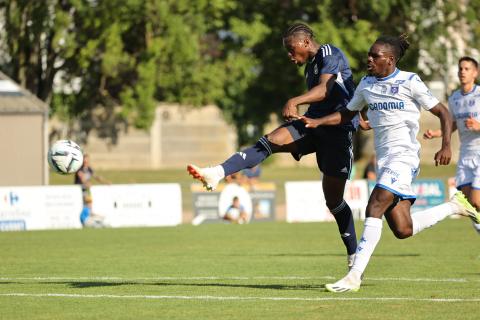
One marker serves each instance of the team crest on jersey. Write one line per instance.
(394, 89)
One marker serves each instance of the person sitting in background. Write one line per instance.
(236, 212)
(87, 217)
(85, 174)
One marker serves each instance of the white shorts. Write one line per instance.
(468, 171)
(396, 174)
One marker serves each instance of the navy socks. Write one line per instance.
(343, 216)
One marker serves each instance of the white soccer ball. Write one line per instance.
(65, 157)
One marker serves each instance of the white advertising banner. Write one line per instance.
(134, 205)
(305, 201)
(42, 207)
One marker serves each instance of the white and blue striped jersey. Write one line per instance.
(394, 110)
(463, 106)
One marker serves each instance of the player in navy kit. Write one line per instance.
(393, 99)
(330, 88)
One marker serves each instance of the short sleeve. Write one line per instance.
(421, 94)
(358, 101)
(450, 107)
(330, 60)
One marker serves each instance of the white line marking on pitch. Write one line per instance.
(119, 279)
(239, 298)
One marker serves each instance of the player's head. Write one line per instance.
(385, 53)
(467, 70)
(298, 40)
(86, 160)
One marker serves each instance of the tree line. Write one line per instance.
(106, 64)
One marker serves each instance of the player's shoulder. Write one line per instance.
(367, 80)
(455, 94)
(329, 50)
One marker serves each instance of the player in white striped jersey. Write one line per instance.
(394, 98)
(464, 105)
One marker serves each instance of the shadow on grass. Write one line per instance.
(96, 284)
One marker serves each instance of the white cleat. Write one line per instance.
(351, 282)
(350, 260)
(210, 177)
(464, 207)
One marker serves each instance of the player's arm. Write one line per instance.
(83, 179)
(316, 94)
(443, 156)
(363, 122)
(432, 134)
(339, 117)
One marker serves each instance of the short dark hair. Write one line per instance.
(469, 59)
(399, 44)
(298, 29)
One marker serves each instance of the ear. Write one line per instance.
(391, 60)
(306, 42)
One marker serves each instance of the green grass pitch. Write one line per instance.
(268, 270)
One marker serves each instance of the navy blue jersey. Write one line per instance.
(330, 60)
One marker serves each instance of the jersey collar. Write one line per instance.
(393, 74)
(471, 91)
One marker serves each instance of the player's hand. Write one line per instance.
(430, 134)
(290, 110)
(364, 125)
(443, 156)
(310, 123)
(472, 124)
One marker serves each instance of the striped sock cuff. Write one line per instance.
(339, 208)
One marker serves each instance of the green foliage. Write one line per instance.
(113, 61)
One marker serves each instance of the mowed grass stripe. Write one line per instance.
(203, 278)
(235, 298)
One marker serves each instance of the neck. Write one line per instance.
(314, 49)
(388, 72)
(467, 87)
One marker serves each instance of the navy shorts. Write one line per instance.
(332, 145)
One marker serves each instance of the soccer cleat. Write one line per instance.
(208, 176)
(349, 283)
(350, 259)
(465, 208)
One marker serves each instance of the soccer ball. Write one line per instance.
(65, 157)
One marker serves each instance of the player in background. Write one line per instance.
(464, 105)
(394, 98)
(330, 87)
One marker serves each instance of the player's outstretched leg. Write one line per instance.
(209, 177)
(351, 282)
(464, 207)
(248, 158)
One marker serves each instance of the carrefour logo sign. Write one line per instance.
(392, 105)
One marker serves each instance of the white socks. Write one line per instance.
(370, 237)
(427, 218)
(220, 171)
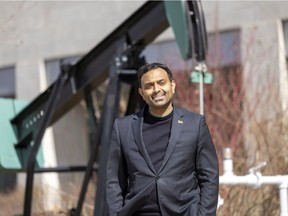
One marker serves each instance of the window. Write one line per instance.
(53, 67)
(7, 82)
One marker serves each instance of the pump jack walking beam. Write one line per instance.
(118, 53)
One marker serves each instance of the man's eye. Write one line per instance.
(148, 86)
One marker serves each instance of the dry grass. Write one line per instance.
(12, 202)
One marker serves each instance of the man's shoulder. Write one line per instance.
(187, 113)
(128, 118)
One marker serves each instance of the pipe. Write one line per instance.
(254, 179)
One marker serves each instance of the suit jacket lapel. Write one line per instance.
(137, 125)
(176, 128)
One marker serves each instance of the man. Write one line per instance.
(162, 161)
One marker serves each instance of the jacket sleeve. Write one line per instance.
(207, 172)
(116, 178)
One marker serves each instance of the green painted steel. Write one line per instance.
(195, 77)
(12, 158)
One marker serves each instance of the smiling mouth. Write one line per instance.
(158, 97)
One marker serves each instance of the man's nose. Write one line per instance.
(156, 88)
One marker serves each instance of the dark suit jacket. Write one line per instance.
(187, 182)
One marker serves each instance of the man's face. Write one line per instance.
(156, 89)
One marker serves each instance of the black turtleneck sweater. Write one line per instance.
(156, 133)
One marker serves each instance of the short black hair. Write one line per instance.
(148, 67)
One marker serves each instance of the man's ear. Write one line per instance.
(140, 91)
(173, 86)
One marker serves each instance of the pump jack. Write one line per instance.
(116, 58)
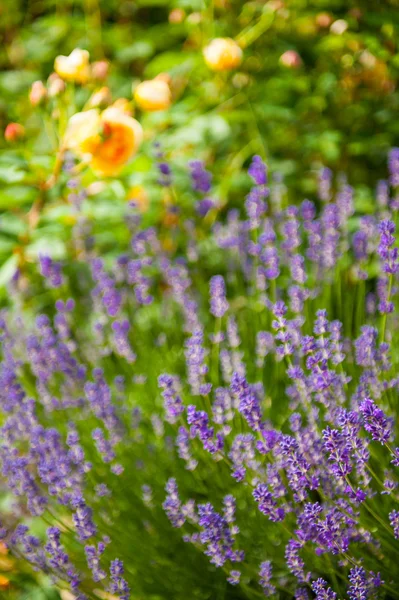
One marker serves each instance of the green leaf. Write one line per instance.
(8, 269)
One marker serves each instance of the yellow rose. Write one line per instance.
(223, 54)
(153, 95)
(106, 140)
(83, 133)
(74, 67)
(38, 93)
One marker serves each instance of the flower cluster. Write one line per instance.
(254, 378)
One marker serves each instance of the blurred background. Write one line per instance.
(318, 86)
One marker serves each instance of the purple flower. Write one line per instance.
(375, 421)
(172, 401)
(265, 575)
(172, 504)
(387, 252)
(393, 164)
(359, 588)
(119, 585)
(51, 270)
(219, 304)
(394, 521)
(322, 591)
(248, 405)
(234, 577)
(267, 505)
(257, 170)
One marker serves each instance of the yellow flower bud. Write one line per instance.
(14, 132)
(55, 85)
(38, 93)
(223, 54)
(74, 67)
(99, 70)
(153, 95)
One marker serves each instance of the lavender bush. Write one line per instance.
(212, 414)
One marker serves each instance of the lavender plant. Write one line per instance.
(213, 418)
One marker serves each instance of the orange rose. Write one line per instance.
(14, 132)
(107, 140)
(223, 54)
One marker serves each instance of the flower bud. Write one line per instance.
(177, 15)
(99, 70)
(153, 95)
(291, 59)
(101, 97)
(138, 196)
(339, 27)
(55, 85)
(74, 67)
(323, 20)
(223, 54)
(14, 132)
(38, 93)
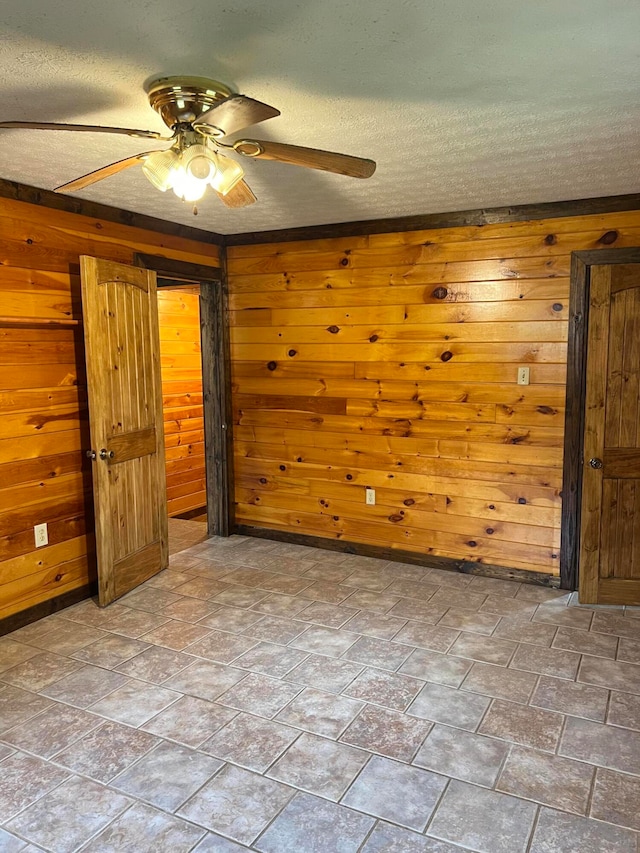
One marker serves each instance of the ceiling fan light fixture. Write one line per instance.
(227, 175)
(185, 186)
(158, 168)
(199, 162)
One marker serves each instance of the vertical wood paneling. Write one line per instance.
(390, 361)
(44, 475)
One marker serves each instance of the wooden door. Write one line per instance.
(610, 524)
(125, 421)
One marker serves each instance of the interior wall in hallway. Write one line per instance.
(44, 474)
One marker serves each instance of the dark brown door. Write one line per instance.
(125, 419)
(610, 521)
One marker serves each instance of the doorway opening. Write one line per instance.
(194, 361)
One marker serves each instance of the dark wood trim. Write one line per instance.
(216, 380)
(46, 608)
(395, 555)
(46, 198)
(177, 270)
(581, 263)
(481, 216)
(218, 420)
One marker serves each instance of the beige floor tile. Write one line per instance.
(432, 666)
(557, 832)
(271, 659)
(205, 679)
(325, 673)
(615, 799)
(395, 792)
(500, 682)
(144, 828)
(320, 713)
(470, 621)
(52, 730)
(237, 803)
(84, 686)
(523, 630)
(106, 751)
(65, 818)
(606, 746)
(586, 642)
(17, 706)
(523, 725)
(319, 766)
(384, 688)
(39, 671)
(612, 674)
(23, 779)
(485, 649)
(389, 733)
(167, 776)
(483, 821)
(135, 702)
(190, 721)
(556, 662)
(462, 755)
(251, 742)
(445, 705)
(431, 637)
(568, 697)
(315, 826)
(258, 694)
(156, 664)
(380, 653)
(624, 710)
(548, 779)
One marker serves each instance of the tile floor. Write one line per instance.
(269, 697)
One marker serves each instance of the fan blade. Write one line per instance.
(234, 113)
(240, 196)
(87, 128)
(312, 158)
(100, 174)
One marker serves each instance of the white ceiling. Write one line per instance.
(462, 103)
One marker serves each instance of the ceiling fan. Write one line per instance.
(201, 114)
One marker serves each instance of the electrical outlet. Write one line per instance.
(41, 535)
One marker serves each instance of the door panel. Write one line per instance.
(125, 421)
(610, 528)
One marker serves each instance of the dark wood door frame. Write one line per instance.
(581, 264)
(216, 381)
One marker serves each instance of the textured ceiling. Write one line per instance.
(462, 103)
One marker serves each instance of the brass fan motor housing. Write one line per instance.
(183, 100)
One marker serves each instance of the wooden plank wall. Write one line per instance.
(390, 361)
(44, 476)
(181, 361)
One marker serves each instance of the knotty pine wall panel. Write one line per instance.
(179, 321)
(390, 361)
(44, 475)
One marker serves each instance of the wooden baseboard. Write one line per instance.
(397, 556)
(45, 608)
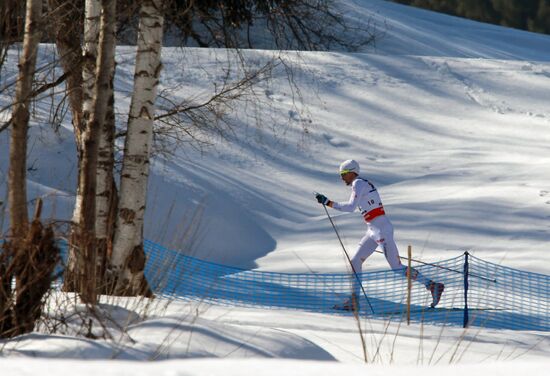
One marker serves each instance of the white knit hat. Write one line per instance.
(349, 166)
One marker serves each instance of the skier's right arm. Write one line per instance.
(353, 201)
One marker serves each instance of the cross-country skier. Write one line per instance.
(379, 232)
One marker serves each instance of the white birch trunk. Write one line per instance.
(91, 40)
(128, 260)
(17, 184)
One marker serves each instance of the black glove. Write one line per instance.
(322, 199)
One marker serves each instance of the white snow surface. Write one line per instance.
(448, 117)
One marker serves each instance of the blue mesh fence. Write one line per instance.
(494, 296)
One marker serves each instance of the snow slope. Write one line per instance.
(448, 117)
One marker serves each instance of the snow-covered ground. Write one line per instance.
(448, 117)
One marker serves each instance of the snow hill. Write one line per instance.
(448, 117)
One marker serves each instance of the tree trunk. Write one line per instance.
(106, 194)
(67, 25)
(17, 185)
(128, 259)
(89, 58)
(90, 265)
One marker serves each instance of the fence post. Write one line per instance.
(466, 283)
(409, 285)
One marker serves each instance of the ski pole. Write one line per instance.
(349, 259)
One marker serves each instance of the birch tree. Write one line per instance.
(17, 185)
(92, 10)
(128, 258)
(90, 262)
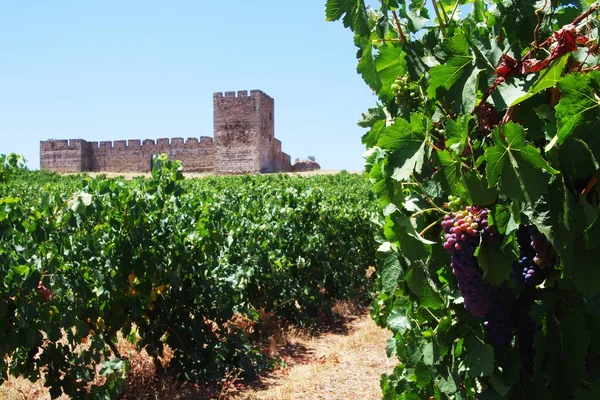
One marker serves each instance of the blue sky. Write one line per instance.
(109, 70)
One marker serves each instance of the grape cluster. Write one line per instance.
(536, 259)
(463, 232)
(498, 322)
(408, 97)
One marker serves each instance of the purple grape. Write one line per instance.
(537, 257)
(464, 230)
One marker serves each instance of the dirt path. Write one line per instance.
(343, 365)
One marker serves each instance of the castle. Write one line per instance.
(244, 142)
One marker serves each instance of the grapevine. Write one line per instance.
(504, 136)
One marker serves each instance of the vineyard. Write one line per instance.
(483, 152)
(186, 264)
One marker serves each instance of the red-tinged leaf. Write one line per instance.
(508, 66)
(565, 41)
(487, 117)
(533, 65)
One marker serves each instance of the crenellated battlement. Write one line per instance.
(240, 94)
(77, 144)
(243, 126)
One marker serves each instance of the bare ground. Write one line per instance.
(343, 362)
(340, 365)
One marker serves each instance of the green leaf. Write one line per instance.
(578, 110)
(391, 269)
(510, 91)
(457, 133)
(547, 79)
(353, 12)
(450, 175)
(444, 76)
(370, 138)
(390, 64)
(20, 269)
(516, 166)
(390, 347)
(448, 73)
(480, 358)
(406, 141)
(397, 321)
(366, 64)
(477, 188)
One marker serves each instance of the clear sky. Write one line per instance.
(110, 70)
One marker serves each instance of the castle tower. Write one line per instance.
(244, 133)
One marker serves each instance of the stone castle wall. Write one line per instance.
(244, 143)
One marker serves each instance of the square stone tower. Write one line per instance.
(244, 130)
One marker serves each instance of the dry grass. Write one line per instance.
(344, 364)
(344, 361)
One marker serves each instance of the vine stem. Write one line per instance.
(415, 215)
(399, 27)
(433, 315)
(424, 231)
(424, 193)
(442, 22)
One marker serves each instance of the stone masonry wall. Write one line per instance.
(244, 143)
(237, 127)
(125, 156)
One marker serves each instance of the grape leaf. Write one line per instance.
(516, 166)
(547, 79)
(457, 133)
(579, 108)
(398, 321)
(406, 141)
(390, 64)
(391, 269)
(366, 64)
(450, 174)
(353, 12)
(477, 188)
(480, 358)
(445, 75)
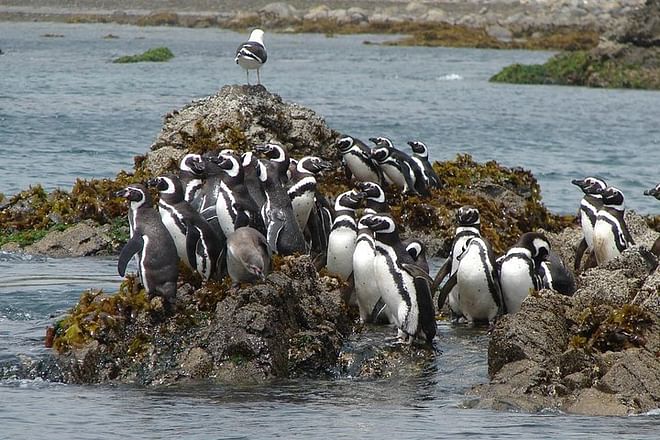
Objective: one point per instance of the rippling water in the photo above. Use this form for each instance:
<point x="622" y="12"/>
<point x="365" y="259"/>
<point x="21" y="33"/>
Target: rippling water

### TRY IT
Go through the listing and copy each line with the string "water".

### TASK RESPONSE
Objective: one point per instance of the rippling water in the photo above. Use this form for each instance:
Target: rippling water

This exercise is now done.